• **WORK TO COMPLETE**: Pick out and copy every line in the entries below that contains the word "thatched". The match is case-sensitive.

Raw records
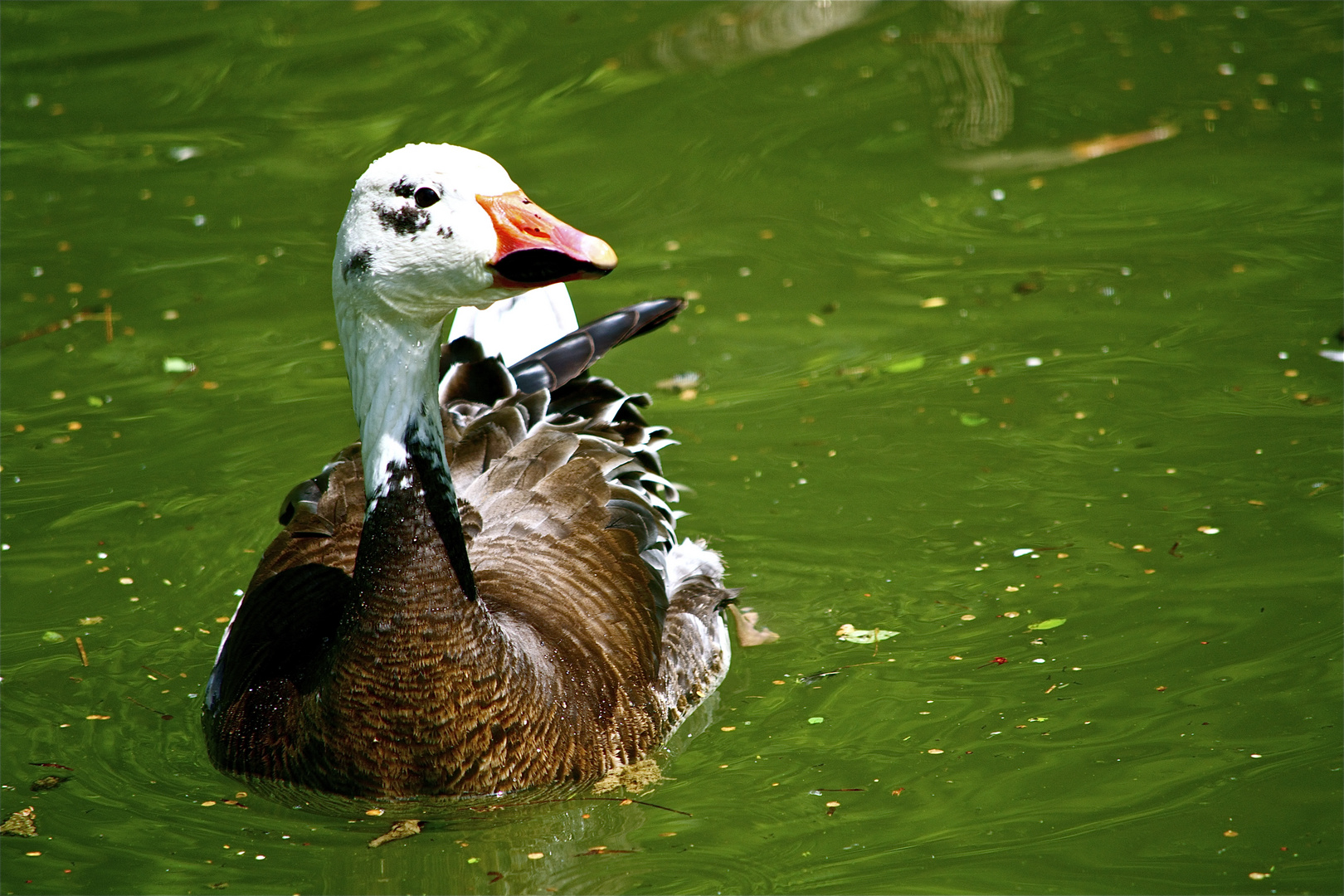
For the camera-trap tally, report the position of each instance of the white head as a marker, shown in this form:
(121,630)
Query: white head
(431,227)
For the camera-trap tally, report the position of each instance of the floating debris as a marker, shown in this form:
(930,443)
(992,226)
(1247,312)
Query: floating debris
(401,830)
(178,366)
(21,824)
(746,620)
(679,382)
(637,777)
(864,635)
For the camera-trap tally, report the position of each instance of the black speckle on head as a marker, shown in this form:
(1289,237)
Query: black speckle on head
(357,264)
(405,222)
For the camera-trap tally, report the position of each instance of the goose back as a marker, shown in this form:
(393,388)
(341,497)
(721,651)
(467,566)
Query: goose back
(355,664)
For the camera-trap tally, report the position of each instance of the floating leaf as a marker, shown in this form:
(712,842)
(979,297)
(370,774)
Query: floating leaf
(863,635)
(905,364)
(401,830)
(21,824)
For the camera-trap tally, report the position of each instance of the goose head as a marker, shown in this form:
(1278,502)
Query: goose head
(431,227)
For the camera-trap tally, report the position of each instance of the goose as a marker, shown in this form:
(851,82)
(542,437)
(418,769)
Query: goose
(485,592)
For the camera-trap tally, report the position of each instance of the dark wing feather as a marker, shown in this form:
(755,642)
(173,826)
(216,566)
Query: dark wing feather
(275,652)
(562,360)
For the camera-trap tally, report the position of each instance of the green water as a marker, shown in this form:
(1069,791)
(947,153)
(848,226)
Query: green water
(856,450)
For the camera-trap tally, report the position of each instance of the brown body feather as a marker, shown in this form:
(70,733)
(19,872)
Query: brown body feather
(358,665)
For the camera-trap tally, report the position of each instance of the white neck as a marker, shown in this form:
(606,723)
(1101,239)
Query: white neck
(392,367)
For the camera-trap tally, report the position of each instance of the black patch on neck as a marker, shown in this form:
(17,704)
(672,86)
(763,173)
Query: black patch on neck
(405,221)
(358,264)
(441,500)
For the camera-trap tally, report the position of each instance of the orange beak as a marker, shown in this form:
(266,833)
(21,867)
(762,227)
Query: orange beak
(537,249)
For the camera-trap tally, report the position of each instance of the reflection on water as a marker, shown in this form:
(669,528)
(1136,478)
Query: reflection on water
(917,355)
(968,78)
(749,32)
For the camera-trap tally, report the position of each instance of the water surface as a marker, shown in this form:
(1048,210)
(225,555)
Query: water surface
(952,386)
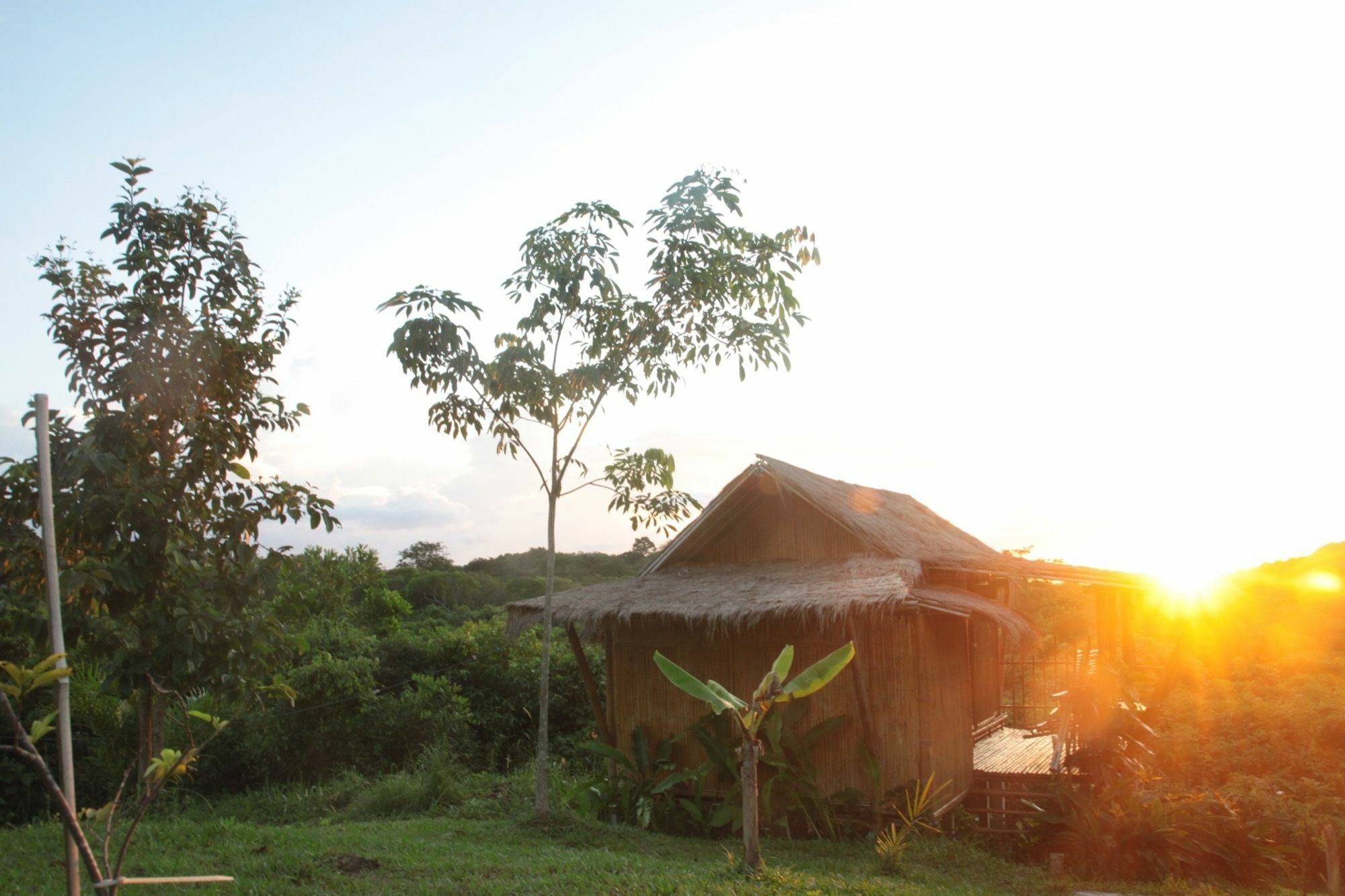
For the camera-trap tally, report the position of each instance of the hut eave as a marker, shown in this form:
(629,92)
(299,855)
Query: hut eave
(730,596)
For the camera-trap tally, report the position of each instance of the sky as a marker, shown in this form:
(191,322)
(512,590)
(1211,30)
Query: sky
(1082,280)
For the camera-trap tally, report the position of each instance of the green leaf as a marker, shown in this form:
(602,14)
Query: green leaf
(689,684)
(607,751)
(820,673)
(726,694)
(42,727)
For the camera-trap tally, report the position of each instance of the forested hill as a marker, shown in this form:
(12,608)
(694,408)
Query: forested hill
(580,568)
(426,576)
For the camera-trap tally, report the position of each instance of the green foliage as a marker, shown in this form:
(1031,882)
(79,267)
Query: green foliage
(424,555)
(25,681)
(790,797)
(580,568)
(915,815)
(170,350)
(769,693)
(715,291)
(640,791)
(432,784)
(479,845)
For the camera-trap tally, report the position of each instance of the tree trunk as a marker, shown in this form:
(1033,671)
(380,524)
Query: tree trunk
(543,798)
(748,754)
(151,710)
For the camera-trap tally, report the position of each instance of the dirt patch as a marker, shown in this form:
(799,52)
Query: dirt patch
(350,864)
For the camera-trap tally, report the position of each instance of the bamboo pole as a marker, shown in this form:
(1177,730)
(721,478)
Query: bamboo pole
(59,638)
(590,686)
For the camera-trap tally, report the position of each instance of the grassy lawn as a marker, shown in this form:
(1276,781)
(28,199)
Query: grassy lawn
(474,836)
(504,856)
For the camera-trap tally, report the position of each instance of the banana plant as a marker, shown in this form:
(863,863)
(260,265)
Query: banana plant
(750,715)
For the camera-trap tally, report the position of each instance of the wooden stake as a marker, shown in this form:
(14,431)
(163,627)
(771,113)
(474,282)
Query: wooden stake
(59,638)
(590,686)
(1334,860)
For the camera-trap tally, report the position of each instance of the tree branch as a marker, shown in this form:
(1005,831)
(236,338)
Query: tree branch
(28,754)
(584,485)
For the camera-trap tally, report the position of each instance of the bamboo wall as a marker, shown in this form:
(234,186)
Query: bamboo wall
(915,666)
(987,669)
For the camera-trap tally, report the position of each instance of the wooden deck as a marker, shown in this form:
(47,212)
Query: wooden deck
(1008,752)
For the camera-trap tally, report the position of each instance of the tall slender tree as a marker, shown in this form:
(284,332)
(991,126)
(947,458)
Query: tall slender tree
(716,294)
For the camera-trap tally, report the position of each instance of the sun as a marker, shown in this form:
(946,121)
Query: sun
(1323,580)
(1188,591)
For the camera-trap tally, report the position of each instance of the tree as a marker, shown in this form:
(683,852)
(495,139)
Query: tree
(748,715)
(716,292)
(424,555)
(170,353)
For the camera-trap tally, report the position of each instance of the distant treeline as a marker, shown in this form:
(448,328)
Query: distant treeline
(428,579)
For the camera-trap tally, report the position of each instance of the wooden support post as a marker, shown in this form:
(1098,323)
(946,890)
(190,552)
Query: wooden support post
(1105,603)
(859,678)
(54,627)
(1126,600)
(590,686)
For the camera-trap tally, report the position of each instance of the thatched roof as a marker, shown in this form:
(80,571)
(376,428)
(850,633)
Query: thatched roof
(732,595)
(888,524)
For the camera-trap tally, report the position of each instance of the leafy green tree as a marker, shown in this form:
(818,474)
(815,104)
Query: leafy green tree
(426,555)
(748,716)
(170,352)
(716,292)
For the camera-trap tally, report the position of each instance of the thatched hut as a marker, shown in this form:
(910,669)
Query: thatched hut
(786,556)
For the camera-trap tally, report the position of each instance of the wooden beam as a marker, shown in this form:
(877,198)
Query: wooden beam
(859,678)
(590,686)
(1126,603)
(861,693)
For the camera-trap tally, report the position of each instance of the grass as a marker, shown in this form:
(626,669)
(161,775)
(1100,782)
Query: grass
(506,856)
(479,838)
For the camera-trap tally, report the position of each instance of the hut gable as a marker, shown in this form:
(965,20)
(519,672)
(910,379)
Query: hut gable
(779,512)
(774,510)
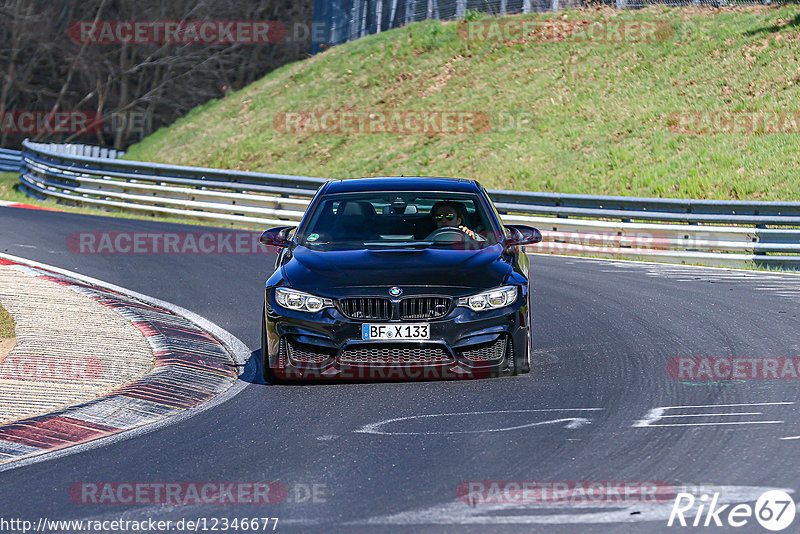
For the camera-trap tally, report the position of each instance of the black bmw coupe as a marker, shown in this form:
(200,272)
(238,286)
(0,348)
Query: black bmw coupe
(398,279)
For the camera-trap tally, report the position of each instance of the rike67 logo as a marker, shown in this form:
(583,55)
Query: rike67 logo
(774,510)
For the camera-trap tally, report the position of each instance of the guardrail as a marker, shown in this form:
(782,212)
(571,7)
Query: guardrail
(10,160)
(744,233)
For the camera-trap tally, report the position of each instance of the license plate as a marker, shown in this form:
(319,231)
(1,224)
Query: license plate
(395,332)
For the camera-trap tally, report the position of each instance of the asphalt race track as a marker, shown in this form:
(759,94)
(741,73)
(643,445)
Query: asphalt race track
(604,332)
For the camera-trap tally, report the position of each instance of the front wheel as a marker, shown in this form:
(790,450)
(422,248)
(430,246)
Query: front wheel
(266,369)
(523,364)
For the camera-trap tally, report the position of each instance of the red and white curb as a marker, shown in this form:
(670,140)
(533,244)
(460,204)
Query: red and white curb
(9,204)
(194,363)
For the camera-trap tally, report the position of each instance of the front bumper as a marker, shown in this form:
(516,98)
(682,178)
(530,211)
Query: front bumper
(328,345)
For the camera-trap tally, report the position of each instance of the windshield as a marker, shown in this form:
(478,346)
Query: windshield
(399,219)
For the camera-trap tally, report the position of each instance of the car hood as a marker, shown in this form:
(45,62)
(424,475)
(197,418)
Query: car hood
(314,270)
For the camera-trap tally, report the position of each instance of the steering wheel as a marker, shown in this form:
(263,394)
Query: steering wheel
(448,233)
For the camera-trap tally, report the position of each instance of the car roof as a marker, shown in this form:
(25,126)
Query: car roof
(402,183)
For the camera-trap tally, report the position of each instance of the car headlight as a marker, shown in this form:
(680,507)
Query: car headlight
(490,300)
(291,299)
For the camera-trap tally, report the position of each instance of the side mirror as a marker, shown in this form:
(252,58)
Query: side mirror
(277,237)
(522,235)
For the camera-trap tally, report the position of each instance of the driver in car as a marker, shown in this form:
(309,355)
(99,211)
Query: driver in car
(449,215)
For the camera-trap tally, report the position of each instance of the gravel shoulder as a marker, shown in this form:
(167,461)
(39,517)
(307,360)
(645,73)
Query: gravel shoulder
(68,349)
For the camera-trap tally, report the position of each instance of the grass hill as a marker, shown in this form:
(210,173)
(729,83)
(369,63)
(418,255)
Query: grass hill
(586,117)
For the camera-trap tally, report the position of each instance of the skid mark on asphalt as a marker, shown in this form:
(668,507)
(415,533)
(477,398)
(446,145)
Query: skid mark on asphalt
(661,413)
(569,422)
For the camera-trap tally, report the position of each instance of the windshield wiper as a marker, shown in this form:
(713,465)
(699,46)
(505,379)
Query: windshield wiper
(398,244)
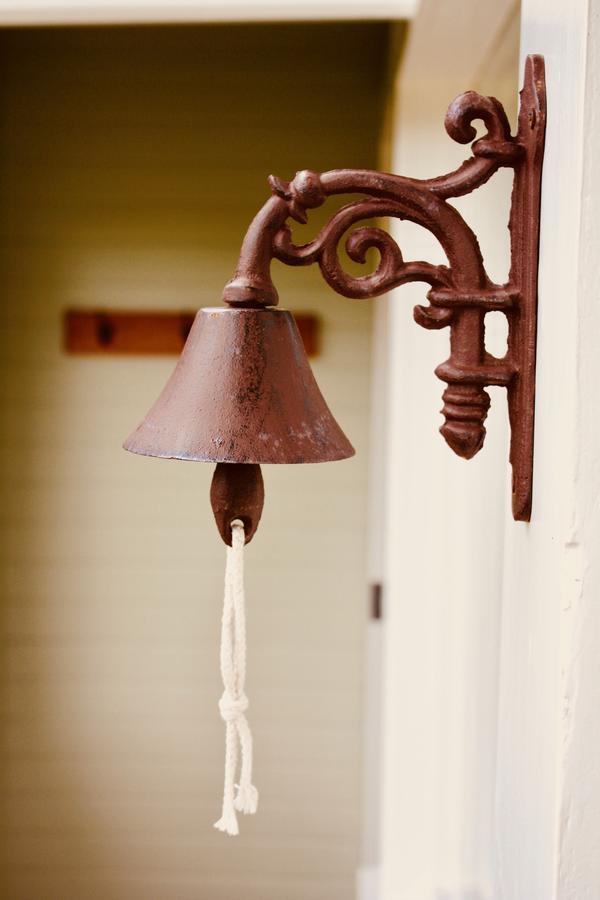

• **CORRECT OUTPUT**:
For the camera-trap tally, report the position of each instance of the thatched roof as a marker, shown in this form:
Query: thatched roof
For the camera-trap tally, report the position of each instance of the thatched hut as a marker, shown in this form:
Query: thatched hut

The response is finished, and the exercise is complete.